> Requirement
Rewrite all of the data below with "eyebrow" replaced by "brow" and everything else left unchanged. Omit the pictures from your answer.

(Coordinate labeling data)
────────────────────

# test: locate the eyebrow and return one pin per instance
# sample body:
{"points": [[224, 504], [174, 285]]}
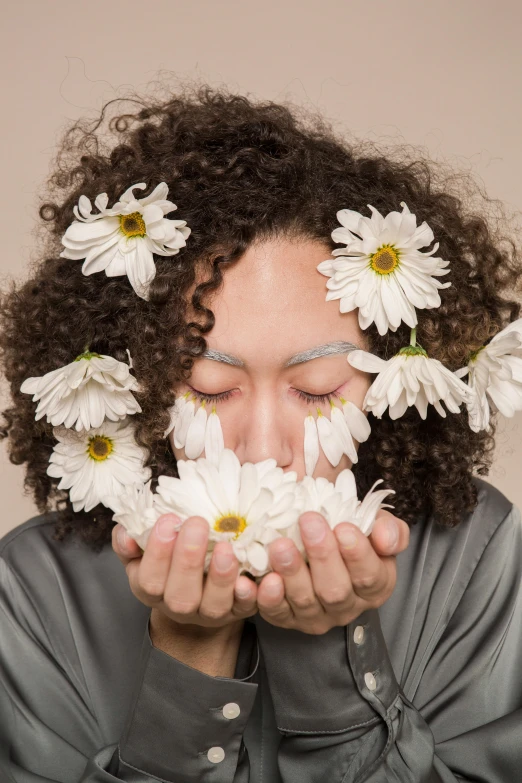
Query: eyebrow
{"points": [[339, 346]]}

────────────────────

> Response
# test: locate the brow and return one pin per instance
# sample body:
{"points": [[224, 504], [174, 285]]}
Query: brow
{"points": [[339, 346]]}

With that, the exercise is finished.